## PROBLEM REQUIREMENTS:
Copy the lines below as they are; omit the images they contain.

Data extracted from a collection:
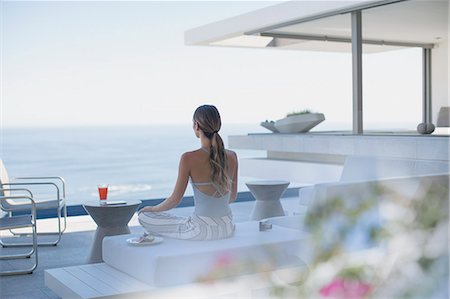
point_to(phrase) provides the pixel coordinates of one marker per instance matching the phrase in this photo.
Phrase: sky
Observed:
(125, 63)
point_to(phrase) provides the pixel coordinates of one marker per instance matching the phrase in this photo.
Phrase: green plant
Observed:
(293, 113)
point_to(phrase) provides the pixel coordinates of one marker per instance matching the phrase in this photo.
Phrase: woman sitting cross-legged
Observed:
(212, 171)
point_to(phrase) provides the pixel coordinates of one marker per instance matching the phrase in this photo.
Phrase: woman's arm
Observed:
(180, 187)
(234, 178)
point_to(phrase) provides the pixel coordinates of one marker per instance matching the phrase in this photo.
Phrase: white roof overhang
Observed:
(326, 26)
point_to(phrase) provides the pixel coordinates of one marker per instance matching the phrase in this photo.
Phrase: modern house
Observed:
(359, 28)
(356, 175)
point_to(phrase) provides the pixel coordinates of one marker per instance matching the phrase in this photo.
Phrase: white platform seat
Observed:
(175, 262)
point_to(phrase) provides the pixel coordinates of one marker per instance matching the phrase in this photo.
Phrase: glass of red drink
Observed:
(103, 193)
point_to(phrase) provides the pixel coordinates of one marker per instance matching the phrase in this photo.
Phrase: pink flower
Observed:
(223, 260)
(345, 289)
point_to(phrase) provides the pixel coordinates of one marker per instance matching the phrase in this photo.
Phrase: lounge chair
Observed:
(13, 206)
(21, 221)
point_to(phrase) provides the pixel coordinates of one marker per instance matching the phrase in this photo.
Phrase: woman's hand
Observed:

## EXERCISE RESPONSE:
point_to(phrase) provides the pixel coordinates of one marker per instance matching the phrase in this photo.
Phrase: sky
Observed:
(125, 63)
point_to(phrase) provides the pixel coordinates of one marker per instance matching the phrase in this photo.
Phrase: green plant
Observed:
(293, 113)
point_to(phrase) provides the pixel coordinates of one marker per instance matching the phrase in this photo.
Phrase: woman sitting cross-legged
Observed:
(212, 171)
point_to(phrase) provides the pixel coordinates of one marker per instance matching the phrase in this photo.
Phrase: woman's arm
Observed:
(180, 187)
(234, 178)
point_to(phrase) provides the pixel coordinates of one marker per instance matching the phrase in this photo.
Phrase: white roof overhang
Observed:
(326, 26)
point_to(phrase) provides the pixel coordinates of one marker per instance matching the phrase in this photo.
Phrase: modern house
Observed:
(359, 28)
(356, 175)
point_to(phrase) provides the pixel coordinates of one marker per instance matching the phrase in this photo.
Phrase: white platform seat
Observed:
(175, 262)
point_to(phrase) provides the pixel coordinates of one marker per instance matching the phrase in this photo.
Phrase: glass of red drink
Observed:
(103, 193)
point_to(phrase) provides the pixel coordinates of one marker per instance matching the phrase in this photo.
Phrase: pink flower
Observed:
(223, 260)
(345, 289)
point_to(phrase) provides the pixel coordinates of one marker per instance matching the phrase in this photo.
Phrase: lounge chair
Observed:
(13, 206)
(21, 221)
point_to(phrase) provides the pixel coordinates of one marker per instance matching the phrase in this photo.
Phrase: woman's hand
Observed:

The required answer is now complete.